Starting at the line that contains "point per instance: fielder's long" and continuing to the end of the entries, write out each line as a numbered list with blank lines omitted. Leave the pictures out of the list.

>> start Available data

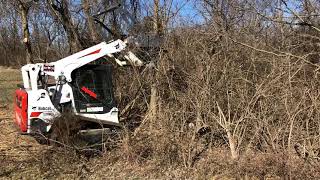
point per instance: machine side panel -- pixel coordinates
(21, 109)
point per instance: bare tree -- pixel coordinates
(91, 25)
(60, 10)
(24, 6)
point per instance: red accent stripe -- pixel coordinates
(94, 52)
(35, 114)
(92, 94)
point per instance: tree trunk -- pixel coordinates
(90, 20)
(24, 9)
(232, 145)
(61, 12)
(156, 18)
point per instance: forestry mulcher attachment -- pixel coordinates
(77, 86)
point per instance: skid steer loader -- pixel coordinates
(79, 87)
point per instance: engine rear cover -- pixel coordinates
(21, 109)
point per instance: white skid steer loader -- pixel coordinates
(79, 87)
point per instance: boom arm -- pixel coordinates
(65, 66)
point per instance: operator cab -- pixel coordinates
(93, 89)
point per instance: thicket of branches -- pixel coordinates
(245, 78)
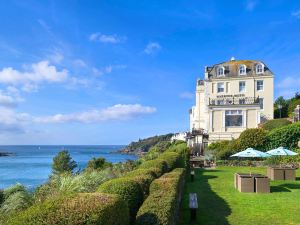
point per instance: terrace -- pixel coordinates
(225, 101)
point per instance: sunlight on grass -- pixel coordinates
(220, 203)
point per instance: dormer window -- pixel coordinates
(242, 70)
(221, 71)
(259, 68)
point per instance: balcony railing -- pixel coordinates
(233, 101)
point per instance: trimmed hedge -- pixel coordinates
(172, 159)
(287, 136)
(156, 163)
(128, 189)
(276, 123)
(161, 206)
(151, 171)
(87, 208)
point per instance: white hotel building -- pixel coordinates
(233, 96)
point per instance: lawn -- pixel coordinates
(220, 203)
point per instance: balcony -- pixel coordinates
(225, 101)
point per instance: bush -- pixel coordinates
(92, 209)
(253, 138)
(137, 172)
(127, 189)
(287, 136)
(172, 159)
(276, 123)
(156, 163)
(162, 205)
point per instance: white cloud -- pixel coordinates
(116, 112)
(296, 14)
(288, 86)
(250, 5)
(152, 47)
(36, 73)
(186, 95)
(104, 38)
(79, 63)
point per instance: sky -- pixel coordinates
(113, 71)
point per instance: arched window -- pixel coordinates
(242, 70)
(221, 71)
(259, 68)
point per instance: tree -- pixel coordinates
(63, 163)
(97, 164)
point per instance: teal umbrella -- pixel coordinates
(281, 151)
(251, 153)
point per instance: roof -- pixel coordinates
(232, 68)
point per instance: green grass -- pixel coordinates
(220, 203)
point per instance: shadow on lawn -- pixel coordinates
(212, 210)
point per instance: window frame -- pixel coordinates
(218, 87)
(244, 86)
(260, 85)
(223, 71)
(262, 68)
(232, 113)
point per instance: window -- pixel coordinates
(220, 87)
(260, 85)
(242, 70)
(220, 102)
(221, 71)
(242, 86)
(259, 68)
(233, 118)
(261, 103)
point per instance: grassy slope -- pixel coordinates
(220, 203)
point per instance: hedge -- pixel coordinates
(273, 124)
(287, 136)
(162, 205)
(172, 159)
(87, 208)
(128, 189)
(156, 163)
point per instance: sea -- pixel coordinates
(30, 165)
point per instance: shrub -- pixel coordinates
(63, 163)
(161, 206)
(15, 198)
(287, 136)
(172, 159)
(90, 209)
(276, 123)
(253, 138)
(156, 163)
(137, 172)
(144, 181)
(128, 189)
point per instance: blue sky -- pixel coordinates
(108, 72)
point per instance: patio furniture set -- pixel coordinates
(260, 183)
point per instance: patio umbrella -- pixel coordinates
(281, 151)
(251, 153)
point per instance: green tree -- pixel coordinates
(63, 163)
(97, 164)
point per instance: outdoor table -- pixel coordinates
(252, 183)
(193, 205)
(192, 175)
(281, 173)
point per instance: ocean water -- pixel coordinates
(31, 165)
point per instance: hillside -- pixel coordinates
(143, 145)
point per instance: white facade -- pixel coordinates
(233, 96)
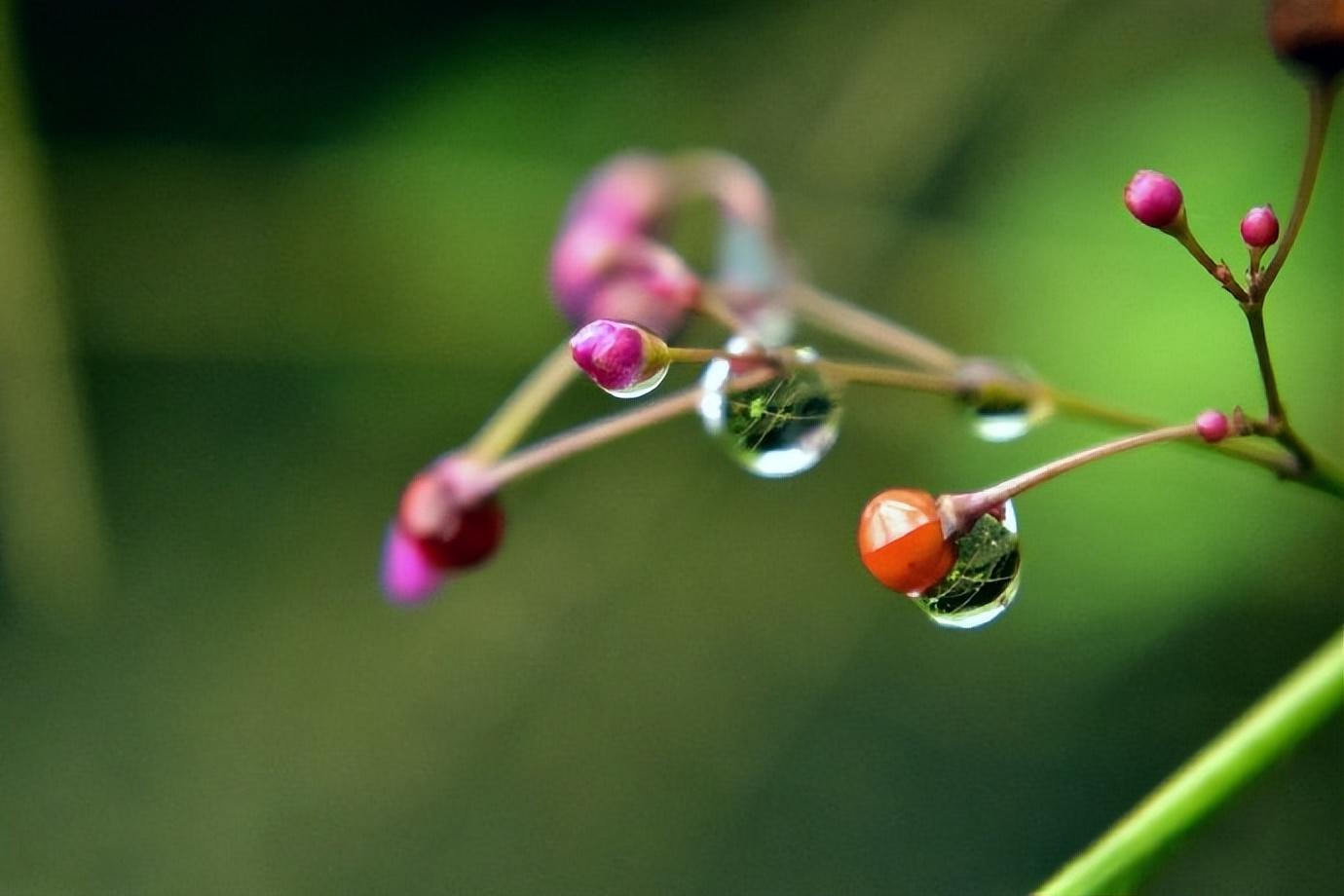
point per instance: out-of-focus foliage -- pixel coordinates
(303, 251)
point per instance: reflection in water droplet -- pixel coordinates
(984, 580)
(1003, 404)
(778, 429)
(643, 387)
(749, 277)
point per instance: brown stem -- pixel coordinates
(520, 410)
(1322, 99)
(961, 510)
(1180, 230)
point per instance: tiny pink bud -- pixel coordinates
(446, 520)
(583, 254)
(407, 574)
(1153, 199)
(624, 358)
(1213, 426)
(1259, 227)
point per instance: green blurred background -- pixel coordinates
(261, 261)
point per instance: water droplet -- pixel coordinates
(778, 429)
(643, 387)
(1000, 414)
(750, 276)
(1001, 422)
(984, 580)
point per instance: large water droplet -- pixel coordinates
(643, 387)
(984, 580)
(750, 276)
(778, 429)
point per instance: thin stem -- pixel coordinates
(1284, 464)
(520, 410)
(838, 371)
(1322, 101)
(1280, 428)
(968, 508)
(1279, 722)
(874, 331)
(590, 435)
(1217, 272)
(1274, 404)
(894, 376)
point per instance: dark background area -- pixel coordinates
(279, 255)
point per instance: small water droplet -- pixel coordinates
(984, 580)
(774, 430)
(999, 414)
(643, 387)
(749, 277)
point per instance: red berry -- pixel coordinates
(1259, 227)
(901, 541)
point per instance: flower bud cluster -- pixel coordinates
(448, 520)
(607, 261)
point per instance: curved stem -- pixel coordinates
(1266, 731)
(1322, 102)
(1287, 465)
(1217, 272)
(547, 452)
(520, 410)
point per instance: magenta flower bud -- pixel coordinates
(598, 272)
(1259, 227)
(624, 358)
(628, 194)
(1153, 199)
(448, 520)
(407, 574)
(1213, 426)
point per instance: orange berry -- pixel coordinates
(901, 541)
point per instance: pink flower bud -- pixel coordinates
(448, 520)
(597, 272)
(624, 358)
(1153, 199)
(1213, 426)
(583, 254)
(1259, 227)
(628, 194)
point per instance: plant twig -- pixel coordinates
(1265, 732)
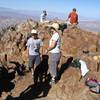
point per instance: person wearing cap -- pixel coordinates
(54, 52)
(73, 17)
(33, 46)
(43, 16)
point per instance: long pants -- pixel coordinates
(54, 59)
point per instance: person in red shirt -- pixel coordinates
(73, 17)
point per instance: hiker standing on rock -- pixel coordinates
(54, 52)
(72, 17)
(33, 47)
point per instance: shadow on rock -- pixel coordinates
(38, 90)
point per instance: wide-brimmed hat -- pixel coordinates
(55, 26)
(33, 31)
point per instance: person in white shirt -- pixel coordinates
(33, 47)
(43, 17)
(54, 52)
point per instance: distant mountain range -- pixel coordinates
(12, 16)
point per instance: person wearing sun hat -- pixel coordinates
(54, 52)
(33, 46)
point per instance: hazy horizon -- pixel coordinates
(86, 8)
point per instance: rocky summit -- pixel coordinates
(76, 43)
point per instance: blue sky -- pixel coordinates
(86, 8)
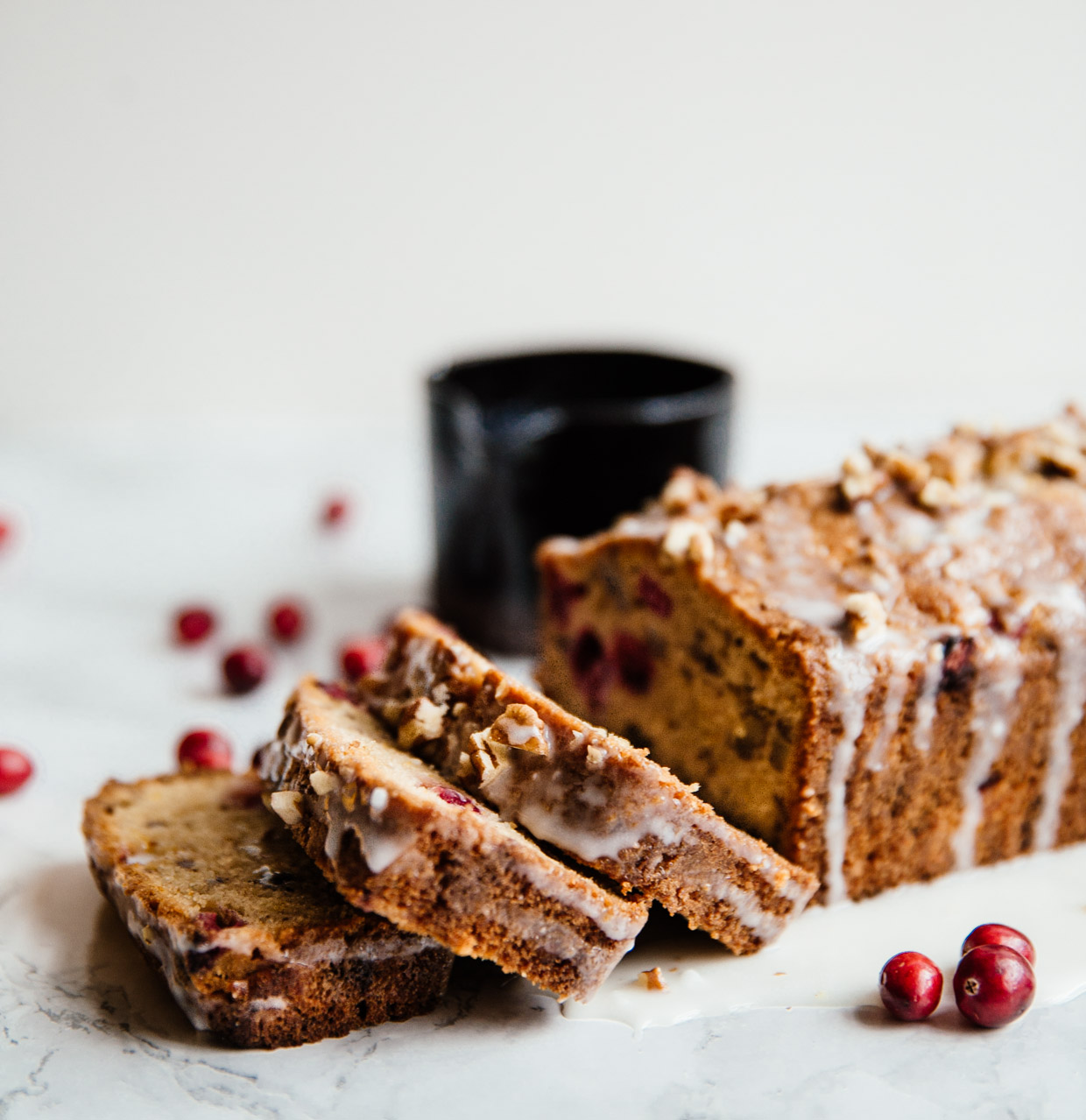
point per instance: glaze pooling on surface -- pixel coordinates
(831, 956)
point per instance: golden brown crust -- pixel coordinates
(253, 943)
(907, 642)
(589, 793)
(395, 837)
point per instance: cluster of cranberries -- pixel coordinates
(993, 983)
(245, 666)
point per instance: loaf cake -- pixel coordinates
(589, 793)
(881, 674)
(397, 837)
(254, 944)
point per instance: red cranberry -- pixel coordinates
(993, 986)
(210, 920)
(335, 511)
(362, 658)
(910, 986)
(958, 665)
(992, 933)
(592, 669)
(561, 595)
(244, 669)
(15, 770)
(455, 798)
(286, 621)
(204, 750)
(635, 662)
(654, 597)
(193, 624)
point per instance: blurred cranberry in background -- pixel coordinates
(204, 750)
(363, 657)
(193, 624)
(244, 669)
(286, 621)
(15, 770)
(335, 511)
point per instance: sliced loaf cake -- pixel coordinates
(591, 794)
(254, 944)
(397, 837)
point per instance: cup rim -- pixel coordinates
(655, 406)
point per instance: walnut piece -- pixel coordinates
(859, 477)
(285, 803)
(864, 616)
(322, 782)
(688, 539)
(938, 494)
(652, 979)
(421, 722)
(519, 727)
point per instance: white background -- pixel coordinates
(233, 239)
(225, 209)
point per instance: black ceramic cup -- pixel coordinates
(555, 444)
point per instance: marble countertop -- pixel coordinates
(111, 538)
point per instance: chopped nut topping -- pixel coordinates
(378, 802)
(285, 803)
(422, 722)
(483, 757)
(688, 539)
(322, 782)
(735, 533)
(859, 478)
(864, 616)
(680, 493)
(595, 755)
(956, 460)
(519, 727)
(938, 494)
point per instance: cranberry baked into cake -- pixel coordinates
(256, 946)
(398, 838)
(882, 674)
(574, 785)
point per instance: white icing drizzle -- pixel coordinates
(383, 843)
(1069, 617)
(998, 674)
(853, 677)
(927, 699)
(897, 687)
(620, 927)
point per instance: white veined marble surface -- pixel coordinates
(112, 536)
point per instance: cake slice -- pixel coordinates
(254, 944)
(882, 674)
(395, 837)
(589, 793)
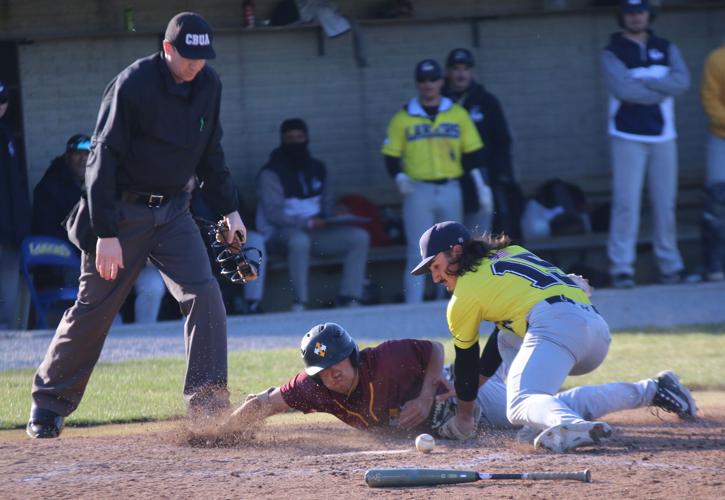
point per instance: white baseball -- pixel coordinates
(424, 443)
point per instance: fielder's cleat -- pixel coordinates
(674, 397)
(565, 437)
(527, 434)
(44, 424)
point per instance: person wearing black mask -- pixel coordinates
(295, 206)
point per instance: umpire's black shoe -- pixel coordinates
(674, 397)
(44, 424)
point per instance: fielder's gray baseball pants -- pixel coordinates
(170, 238)
(562, 339)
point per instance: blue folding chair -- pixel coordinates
(51, 252)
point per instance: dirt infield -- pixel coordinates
(649, 457)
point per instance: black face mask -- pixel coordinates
(296, 152)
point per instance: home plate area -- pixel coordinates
(649, 456)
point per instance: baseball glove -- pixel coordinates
(443, 421)
(239, 264)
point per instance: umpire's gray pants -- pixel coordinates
(631, 161)
(170, 238)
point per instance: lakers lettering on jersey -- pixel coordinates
(431, 149)
(503, 289)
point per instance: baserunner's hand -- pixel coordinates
(236, 227)
(109, 258)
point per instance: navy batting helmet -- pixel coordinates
(325, 345)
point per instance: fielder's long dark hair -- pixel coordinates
(475, 250)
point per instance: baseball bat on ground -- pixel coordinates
(387, 478)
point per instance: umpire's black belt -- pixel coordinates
(440, 181)
(560, 298)
(151, 200)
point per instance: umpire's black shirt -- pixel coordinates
(152, 135)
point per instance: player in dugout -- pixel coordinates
(402, 386)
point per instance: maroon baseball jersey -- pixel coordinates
(389, 375)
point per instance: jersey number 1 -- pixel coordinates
(549, 276)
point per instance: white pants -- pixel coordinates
(590, 401)
(631, 161)
(429, 204)
(562, 339)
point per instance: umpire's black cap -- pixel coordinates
(191, 36)
(439, 238)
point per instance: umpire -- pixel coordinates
(157, 132)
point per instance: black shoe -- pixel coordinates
(44, 424)
(623, 280)
(674, 397)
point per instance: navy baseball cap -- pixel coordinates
(460, 56)
(191, 36)
(439, 238)
(631, 6)
(428, 69)
(78, 142)
(4, 93)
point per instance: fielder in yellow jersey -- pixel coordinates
(547, 330)
(503, 289)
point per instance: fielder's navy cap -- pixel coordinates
(630, 6)
(439, 238)
(4, 93)
(78, 142)
(428, 69)
(460, 56)
(191, 35)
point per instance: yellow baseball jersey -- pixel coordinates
(503, 289)
(431, 150)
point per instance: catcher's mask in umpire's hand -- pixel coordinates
(325, 345)
(239, 264)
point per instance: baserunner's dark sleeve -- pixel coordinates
(466, 372)
(393, 165)
(490, 357)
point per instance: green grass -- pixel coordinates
(146, 390)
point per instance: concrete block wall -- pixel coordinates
(544, 69)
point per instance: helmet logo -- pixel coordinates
(320, 349)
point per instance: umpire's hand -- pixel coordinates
(236, 226)
(109, 258)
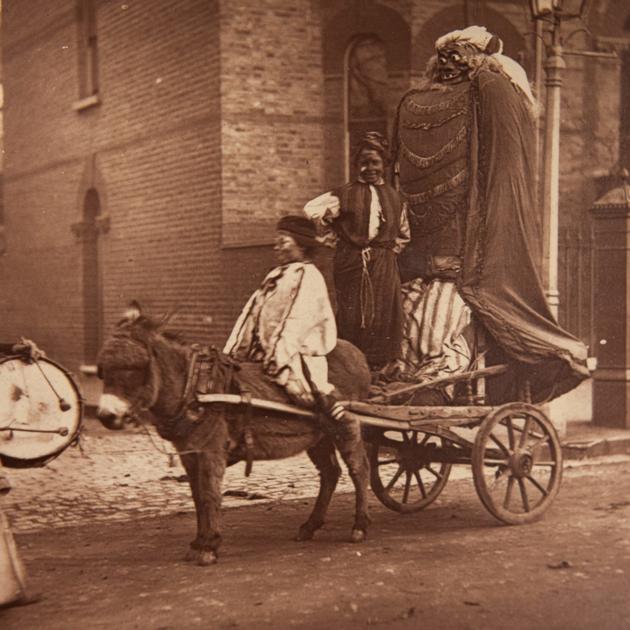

>> end Available data

--- Response below ---
1. point per instance: fielder's long dark hair -- pixel coordinates
2. (475, 250)
3. point per instance: baseball bat on ground -- pixel coordinates
4. (387, 478)
5. point per instance: umpire's black belt -- pixel coordinates
6. (440, 181)
7. (560, 298)
8. (151, 200)
9. point per instance: umpire's black shirt -- pixel coordinates
10. (152, 135)
11. point per instance: player in dugout -- pixel coordinates
12. (402, 386)
13. point per instance: maroon baseball jersey -- pixel coordinates
14. (389, 375)
15. point per instance: jersey number 1 -- pixel coordinates
16. (549, 276)
17. point per instance: white pants -- pixel coordinates
18. (590, 401)
19. (631, 161)
20. (429, 204)
21. (562, 339)
22. point per instance: umpire's black cap -- pixel coordinates
23. (191, 36)
24. (439, 238)
25. point per instance: umpire -- pixel coordinates
26. (157, 132)
27. point per instance: black shoe -- pixel coordinates
28. (44, 424)
29. (623, 280)
30. (674, 397)
31. point per instance: navy baseball cap -- pixel coordinates
32. (460, 56)
33. (191, 36)
34. (439, 238)
35. (631, 6)
36. (428, 69)
37. (78, 142)
38. (4, 93)
39. point per instance: fielder in yellow jersey -- pixel coordinates
40. (547, 330)
41. (503, 289)
42. point per instance: fielder's navy cap -- pixel coordinates
43. (630, 6)
44. (439, 238)
45. (4, 93)
46. (78, 142)
47. (428, 69)
48. (460, 56)
49. (191, 35)
50. point per instance: yellow baseball jersey -- pixel coordinates
51. (503, 289)
52. (431, 150)
53. point per instance: catcher's mask in umpire's hand -- pixel coordinates
54. (325, 345)
55. (239, 264)
56. point per instance: baserunner's dark sleeve -- pixel coordinates
57. (466, 372)
58. (393, 165)
59. (490, 357)
60. point per instance: green grass -- pixel coordinates
61. (146, 390)
62. point per instance: concrete block wall -- pixel coordinates
63. (544, 69)
64. point per instance: helmet logo -- pixel coordinates
65. (320, 349)
66. point per instance: umpire's hand -- pixel coordinates
67. (236, 226)
68. (109, 258)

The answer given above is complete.